(Action item)
Check every line of the data below for "blurred". Copy each one that has it.

Collected data entries:
___

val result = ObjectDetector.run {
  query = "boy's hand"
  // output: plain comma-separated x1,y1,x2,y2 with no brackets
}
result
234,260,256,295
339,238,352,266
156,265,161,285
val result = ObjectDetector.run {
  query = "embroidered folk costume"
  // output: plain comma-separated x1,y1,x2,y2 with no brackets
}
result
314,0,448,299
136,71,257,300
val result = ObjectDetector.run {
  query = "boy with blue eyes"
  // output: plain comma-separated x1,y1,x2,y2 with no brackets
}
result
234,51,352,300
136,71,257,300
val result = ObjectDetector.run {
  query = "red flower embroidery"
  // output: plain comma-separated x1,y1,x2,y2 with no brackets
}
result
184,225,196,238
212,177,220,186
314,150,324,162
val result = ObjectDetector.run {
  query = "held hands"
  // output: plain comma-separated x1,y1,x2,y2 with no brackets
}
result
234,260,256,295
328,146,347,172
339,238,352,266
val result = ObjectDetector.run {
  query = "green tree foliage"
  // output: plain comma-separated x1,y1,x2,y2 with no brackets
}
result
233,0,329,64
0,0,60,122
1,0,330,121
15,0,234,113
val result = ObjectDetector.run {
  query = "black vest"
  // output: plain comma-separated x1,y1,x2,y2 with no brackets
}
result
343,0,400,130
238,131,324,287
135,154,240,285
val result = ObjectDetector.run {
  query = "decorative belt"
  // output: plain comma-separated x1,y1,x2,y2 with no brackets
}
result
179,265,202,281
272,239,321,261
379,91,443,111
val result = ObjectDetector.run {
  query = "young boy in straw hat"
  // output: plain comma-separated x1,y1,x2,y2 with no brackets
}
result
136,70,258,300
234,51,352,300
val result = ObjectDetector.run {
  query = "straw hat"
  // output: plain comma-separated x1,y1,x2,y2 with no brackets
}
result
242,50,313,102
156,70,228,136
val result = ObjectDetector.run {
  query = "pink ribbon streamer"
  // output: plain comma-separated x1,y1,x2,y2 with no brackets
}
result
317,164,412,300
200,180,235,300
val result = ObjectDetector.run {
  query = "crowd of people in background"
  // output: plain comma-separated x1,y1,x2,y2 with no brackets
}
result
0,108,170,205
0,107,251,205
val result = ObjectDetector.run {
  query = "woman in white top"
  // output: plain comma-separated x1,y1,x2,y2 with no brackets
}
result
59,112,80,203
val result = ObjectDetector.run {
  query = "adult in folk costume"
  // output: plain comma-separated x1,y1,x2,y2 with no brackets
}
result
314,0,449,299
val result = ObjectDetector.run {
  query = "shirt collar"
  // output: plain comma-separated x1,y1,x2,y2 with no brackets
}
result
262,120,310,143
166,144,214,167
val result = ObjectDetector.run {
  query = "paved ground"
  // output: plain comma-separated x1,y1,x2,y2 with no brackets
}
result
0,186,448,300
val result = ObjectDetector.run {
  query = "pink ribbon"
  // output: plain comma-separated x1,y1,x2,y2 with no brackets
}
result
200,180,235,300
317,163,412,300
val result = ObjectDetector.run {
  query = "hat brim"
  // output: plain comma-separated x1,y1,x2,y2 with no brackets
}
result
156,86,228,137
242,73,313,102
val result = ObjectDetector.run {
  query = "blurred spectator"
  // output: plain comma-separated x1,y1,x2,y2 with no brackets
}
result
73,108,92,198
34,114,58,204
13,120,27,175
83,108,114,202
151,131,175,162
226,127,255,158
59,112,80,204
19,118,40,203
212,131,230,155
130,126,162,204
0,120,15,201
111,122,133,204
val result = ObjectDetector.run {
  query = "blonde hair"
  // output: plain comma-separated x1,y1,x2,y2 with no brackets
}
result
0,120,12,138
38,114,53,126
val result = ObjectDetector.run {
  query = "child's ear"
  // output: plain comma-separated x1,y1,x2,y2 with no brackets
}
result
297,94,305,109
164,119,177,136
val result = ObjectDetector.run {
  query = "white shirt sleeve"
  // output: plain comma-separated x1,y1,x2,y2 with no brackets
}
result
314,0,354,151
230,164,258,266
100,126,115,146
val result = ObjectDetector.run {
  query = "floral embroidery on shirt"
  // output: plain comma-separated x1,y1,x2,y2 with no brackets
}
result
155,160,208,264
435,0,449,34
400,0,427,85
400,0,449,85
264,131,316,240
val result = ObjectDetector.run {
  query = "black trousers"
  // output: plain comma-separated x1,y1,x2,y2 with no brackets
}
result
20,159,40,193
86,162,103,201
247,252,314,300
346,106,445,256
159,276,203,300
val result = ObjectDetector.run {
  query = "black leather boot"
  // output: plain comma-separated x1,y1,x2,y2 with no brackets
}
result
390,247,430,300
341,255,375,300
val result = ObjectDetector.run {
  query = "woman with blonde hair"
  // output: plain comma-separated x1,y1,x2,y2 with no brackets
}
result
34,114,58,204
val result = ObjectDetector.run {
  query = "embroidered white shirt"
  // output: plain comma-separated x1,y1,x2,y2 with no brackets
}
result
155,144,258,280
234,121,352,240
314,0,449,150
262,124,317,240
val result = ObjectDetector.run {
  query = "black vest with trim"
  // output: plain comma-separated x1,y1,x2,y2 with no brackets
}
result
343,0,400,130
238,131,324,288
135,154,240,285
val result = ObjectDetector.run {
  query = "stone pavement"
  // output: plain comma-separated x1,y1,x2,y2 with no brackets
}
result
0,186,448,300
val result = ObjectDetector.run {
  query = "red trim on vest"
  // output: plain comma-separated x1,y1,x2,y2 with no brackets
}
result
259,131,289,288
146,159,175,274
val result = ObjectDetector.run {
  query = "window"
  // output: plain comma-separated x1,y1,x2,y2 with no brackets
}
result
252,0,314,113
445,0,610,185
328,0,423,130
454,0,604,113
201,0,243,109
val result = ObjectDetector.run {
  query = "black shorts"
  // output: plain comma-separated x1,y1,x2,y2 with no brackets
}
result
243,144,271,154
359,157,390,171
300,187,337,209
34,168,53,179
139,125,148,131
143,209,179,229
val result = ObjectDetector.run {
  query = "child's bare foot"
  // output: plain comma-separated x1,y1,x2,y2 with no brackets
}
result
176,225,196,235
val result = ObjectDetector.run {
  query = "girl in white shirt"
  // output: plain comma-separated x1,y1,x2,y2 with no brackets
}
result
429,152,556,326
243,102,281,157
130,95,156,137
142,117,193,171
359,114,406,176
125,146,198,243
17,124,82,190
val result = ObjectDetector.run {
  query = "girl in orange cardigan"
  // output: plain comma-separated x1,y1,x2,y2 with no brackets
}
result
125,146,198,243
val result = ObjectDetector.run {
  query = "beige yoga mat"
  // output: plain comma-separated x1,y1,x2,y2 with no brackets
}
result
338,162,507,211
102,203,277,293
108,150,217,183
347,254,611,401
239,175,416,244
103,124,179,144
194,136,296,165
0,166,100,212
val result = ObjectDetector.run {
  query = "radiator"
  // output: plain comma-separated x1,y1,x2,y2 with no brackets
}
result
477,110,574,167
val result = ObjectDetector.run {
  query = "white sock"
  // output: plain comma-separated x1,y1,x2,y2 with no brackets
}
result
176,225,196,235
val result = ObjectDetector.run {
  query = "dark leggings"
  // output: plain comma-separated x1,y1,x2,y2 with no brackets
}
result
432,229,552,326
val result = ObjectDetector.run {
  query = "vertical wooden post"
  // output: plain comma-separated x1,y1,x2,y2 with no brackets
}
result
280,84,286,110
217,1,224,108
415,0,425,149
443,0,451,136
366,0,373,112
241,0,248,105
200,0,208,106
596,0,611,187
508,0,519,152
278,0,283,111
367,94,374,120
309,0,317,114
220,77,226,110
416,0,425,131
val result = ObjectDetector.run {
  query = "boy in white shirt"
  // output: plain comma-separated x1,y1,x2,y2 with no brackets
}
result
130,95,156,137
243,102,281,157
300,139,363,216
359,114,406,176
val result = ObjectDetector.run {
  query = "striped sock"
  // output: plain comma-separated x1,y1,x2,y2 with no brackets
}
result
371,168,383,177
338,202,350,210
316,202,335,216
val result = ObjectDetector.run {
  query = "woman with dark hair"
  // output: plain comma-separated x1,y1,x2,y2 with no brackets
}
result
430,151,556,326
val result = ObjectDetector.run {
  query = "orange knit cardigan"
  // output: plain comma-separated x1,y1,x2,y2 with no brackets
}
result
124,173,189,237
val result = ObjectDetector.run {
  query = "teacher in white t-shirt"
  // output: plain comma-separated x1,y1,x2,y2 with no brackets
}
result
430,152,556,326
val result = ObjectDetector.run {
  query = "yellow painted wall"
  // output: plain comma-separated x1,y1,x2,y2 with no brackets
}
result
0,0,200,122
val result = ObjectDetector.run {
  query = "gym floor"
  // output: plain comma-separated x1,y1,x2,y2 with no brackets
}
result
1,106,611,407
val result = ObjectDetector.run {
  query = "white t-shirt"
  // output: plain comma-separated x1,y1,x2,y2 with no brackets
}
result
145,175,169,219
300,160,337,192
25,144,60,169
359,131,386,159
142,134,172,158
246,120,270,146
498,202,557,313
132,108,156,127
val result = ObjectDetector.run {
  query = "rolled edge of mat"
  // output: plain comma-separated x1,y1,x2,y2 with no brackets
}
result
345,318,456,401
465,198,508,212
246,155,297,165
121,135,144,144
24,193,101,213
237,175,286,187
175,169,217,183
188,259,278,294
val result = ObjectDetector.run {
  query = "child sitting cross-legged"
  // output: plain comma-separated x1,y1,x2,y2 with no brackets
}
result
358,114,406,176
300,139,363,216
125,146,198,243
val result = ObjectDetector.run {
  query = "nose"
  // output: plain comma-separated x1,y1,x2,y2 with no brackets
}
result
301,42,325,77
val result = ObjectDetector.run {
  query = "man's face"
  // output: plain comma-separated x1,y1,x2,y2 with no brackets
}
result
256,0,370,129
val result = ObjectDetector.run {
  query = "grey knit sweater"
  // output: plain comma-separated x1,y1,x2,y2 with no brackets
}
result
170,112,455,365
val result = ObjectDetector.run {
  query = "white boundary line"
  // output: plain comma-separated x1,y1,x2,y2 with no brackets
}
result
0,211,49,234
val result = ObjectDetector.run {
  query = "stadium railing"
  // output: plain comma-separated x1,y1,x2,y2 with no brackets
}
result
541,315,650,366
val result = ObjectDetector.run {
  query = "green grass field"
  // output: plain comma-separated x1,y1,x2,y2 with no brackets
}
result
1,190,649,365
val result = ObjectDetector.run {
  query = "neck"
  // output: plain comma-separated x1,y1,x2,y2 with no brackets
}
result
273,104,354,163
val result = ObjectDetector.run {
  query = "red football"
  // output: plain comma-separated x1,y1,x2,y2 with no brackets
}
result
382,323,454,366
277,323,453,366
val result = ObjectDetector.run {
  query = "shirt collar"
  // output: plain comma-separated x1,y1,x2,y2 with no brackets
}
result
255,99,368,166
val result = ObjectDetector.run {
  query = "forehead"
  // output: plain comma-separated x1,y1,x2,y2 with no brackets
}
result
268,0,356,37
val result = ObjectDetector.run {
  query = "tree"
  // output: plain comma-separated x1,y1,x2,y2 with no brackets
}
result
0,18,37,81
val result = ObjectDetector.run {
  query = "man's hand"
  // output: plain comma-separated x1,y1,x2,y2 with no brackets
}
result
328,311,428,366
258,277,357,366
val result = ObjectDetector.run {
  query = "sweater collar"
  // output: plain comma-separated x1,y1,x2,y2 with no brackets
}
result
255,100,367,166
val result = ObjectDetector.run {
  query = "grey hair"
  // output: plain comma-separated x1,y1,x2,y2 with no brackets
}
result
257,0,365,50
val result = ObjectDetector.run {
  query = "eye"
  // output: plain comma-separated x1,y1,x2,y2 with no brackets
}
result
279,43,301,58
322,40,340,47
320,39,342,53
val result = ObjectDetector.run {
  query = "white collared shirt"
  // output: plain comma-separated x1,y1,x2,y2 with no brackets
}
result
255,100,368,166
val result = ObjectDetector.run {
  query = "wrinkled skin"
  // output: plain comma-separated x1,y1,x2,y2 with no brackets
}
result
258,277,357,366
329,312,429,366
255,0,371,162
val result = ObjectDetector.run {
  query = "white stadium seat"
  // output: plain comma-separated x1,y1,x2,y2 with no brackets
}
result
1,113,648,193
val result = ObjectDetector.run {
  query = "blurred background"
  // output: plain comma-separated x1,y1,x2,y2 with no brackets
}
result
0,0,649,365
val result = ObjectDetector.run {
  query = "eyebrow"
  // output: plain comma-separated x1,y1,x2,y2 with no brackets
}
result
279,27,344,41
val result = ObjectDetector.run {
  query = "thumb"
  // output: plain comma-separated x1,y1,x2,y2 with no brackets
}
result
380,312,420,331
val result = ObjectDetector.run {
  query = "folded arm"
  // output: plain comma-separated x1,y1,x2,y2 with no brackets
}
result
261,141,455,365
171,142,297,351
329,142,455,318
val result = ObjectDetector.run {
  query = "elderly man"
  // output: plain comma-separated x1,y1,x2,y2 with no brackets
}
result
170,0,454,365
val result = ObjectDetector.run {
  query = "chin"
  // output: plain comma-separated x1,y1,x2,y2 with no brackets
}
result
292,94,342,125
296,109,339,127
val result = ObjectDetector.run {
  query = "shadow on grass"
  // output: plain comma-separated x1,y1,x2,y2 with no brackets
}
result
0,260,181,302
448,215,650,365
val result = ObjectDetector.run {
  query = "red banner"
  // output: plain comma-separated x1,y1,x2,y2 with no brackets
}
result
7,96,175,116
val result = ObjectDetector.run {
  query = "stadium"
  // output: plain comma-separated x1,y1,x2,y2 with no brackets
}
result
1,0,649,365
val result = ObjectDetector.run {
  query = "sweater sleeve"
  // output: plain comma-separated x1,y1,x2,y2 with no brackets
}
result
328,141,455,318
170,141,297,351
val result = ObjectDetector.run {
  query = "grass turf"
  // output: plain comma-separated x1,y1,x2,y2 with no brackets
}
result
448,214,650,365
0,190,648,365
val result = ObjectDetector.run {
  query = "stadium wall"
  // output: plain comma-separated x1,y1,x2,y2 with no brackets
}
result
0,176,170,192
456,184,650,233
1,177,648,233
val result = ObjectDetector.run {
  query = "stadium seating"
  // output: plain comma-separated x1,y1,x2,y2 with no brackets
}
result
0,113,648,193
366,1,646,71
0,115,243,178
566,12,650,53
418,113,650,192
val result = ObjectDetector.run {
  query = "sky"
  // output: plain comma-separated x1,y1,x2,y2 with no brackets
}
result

___

(Exercise output)
  query = "blurred spectator"
  query = "blurred background"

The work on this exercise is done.